* **PROBLEM 1**
In the passage on the vibrating plate, what can vibrating plate 10 be made of?
* **PROBLEM 2**
List every component that the passage on the vibrating plate identifies by a reference numeral, giving each numeral with its component.
* **PROBLEM 3**
From the passage on the vibrating plate, extract the text between "2(b) to jet" and "an ink droplet.", inclusive.

* start GIVEN PASSAGE *

In this construction, the vibrating plate 10 is made of a metal plate or a
synthetic resin plate so that the vibrating plate 10 can be deformed at a
higher efficiency by the displacement of the piezoelectric vibrating
element 14. When the piezoelectric vibrating element 14 is expanded (FIG.
2(b) to jet an ink droplet under a condition in which the piezoelectric
vibrating element 14 is subsequently contracted (FIG. 2(a)), then the
corresponding pressure producing chamber 5 is compressed in response to
the expansion of the piezoelectric vibrating element 14. As a result, the
ink pressure in the pressure producing chamber 5 is increased on the order
of several atmospheres of pressure substantially instantly to eject the
ink present in the pressure producing chamber 5 as an ink droplet.
Reference numeral 15 in FIG. 2 designates the island portion for
transmitting the displacement of the piezoelectric vibrating element 14
over a wide area on the vibrating plate 10.

* end GIVEN PASSAGE *
* start DATA SUPPLIED *

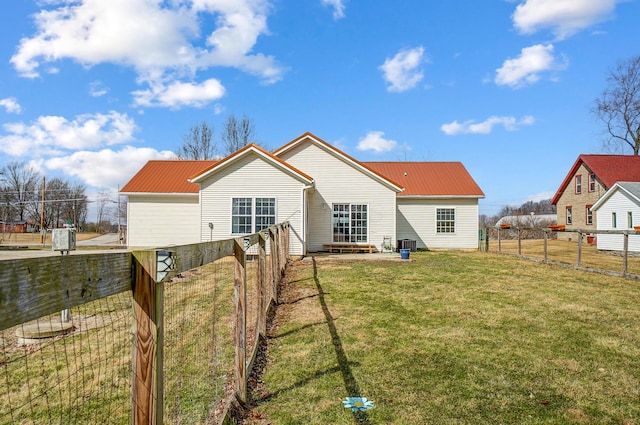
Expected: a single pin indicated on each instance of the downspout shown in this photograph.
(305, 212)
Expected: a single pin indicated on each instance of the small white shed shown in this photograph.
(618, 209)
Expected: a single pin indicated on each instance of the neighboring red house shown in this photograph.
(587, 180)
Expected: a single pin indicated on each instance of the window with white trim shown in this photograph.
(247, 219)
(265, 213)
(350, 223)
(592, 182)
(445, 220)
(579, 183)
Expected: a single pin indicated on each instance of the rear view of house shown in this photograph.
(327, 197)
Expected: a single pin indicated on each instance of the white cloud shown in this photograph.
(97, 89)
(374, 141)
(51, 135)
(10, 104)
(526, 69)
(178, 94)
(161, 41)
(485, 127)
(402, 71)
(563, 17)
(105, 168)
(338, 8)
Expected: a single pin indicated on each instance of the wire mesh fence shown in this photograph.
(577, 248)
(75, 372)
(131, 346)
(198, 350)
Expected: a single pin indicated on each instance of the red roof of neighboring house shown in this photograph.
(609, 169)
(429, 178)
(167, 176)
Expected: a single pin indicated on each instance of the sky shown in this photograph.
(90, 90)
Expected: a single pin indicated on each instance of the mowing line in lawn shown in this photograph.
(350, 383)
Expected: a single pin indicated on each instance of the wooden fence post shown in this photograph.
(486, 237)
(625, 252)
(519, 241)
(579, 260)
(262, 284)
(147, 358)
(240, 298)
(274, 264)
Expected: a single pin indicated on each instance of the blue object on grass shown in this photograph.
(357, 403)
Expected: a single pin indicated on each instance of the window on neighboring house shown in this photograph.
(445, 220)
(588, 214)
(350, 223)
(592, 182)
(579, 183)
(243, 215)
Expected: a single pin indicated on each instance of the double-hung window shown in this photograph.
(445, 220)
(245, 218)
(350, 223)
(265, 213)
(579, 183)
(592, 182)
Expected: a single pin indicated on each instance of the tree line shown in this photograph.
(24, 192)
(525, 210)
(199, 141)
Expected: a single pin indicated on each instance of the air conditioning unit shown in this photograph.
(63, 239)
(409, 244)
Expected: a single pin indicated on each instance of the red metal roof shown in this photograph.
(608, 169)
(167, 176)
(429, 178)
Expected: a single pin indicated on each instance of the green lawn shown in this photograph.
(452, 338)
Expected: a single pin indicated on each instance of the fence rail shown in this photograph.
(200, 310)
(575, 248)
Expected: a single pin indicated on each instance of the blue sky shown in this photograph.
(92, 89)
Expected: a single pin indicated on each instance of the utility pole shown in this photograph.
(42, 231)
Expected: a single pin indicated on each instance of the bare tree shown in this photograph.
(198, 143)
(236, 134)
(619, 107)
(20, 188)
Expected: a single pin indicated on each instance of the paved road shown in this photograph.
(103, 244)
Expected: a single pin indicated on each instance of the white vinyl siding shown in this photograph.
(620, 206)
(157, 221)
(338, 182)
(251, 177)
(417, 221)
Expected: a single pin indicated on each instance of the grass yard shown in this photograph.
(452, 338)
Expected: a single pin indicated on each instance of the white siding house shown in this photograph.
(417, 220)
(327, 197)
(618, 209)
(342, 183)
(175, 225)
(268, 190)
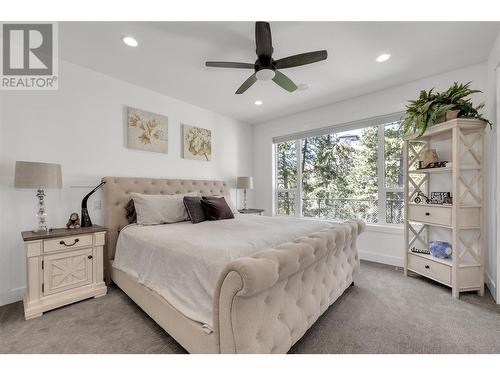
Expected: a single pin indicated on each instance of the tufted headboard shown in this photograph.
(117, 194)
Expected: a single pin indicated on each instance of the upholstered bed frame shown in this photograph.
(263, 303)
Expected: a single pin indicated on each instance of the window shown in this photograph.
(347, 174)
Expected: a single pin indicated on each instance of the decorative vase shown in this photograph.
(450, 114)
(440, 249)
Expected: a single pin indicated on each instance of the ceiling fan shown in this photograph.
(266, 68)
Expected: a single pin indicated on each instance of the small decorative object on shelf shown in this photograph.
(438, 197)
(86, 222)
(73, 221)
(429, 157)
(448, 200)
(440, 249)
(437, 164)
(420, 251)
(421, 198)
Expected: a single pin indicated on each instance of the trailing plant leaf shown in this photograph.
(431, 107)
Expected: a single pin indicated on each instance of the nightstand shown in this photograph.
(63, 266)
(252, 211)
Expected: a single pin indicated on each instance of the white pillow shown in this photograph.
(160, 209)
(229, 202)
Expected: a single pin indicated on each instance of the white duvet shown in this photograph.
(183, 261)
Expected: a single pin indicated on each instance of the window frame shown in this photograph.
(382, 188)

* end DATA SUPPLIED *

* **ANSWER 1**
A metal plate or a synthetic resin plate.

* **ANSWER 2**
10: vibrating plate
14: piezoelectric vibrating element
5: pressure producing chamber
15: island portion

* **ANSWER 3**
2(b) to jet an ink droplet under a condition in which the piezoelectric
vibrating element 14 is subsequently contracted (FIG. 2(a)), then the
corresponding pressure producing chamber 5 is compressed in response to
the expansion of the piezoelectric vibrating element 14. As a result, the
ink pressure in the pressure producing chamber 5 is increased on the order
of several atmospheres of pressure substantially instantly to eject the
ink present in the pressure producing chamber 5 as an ink droplet.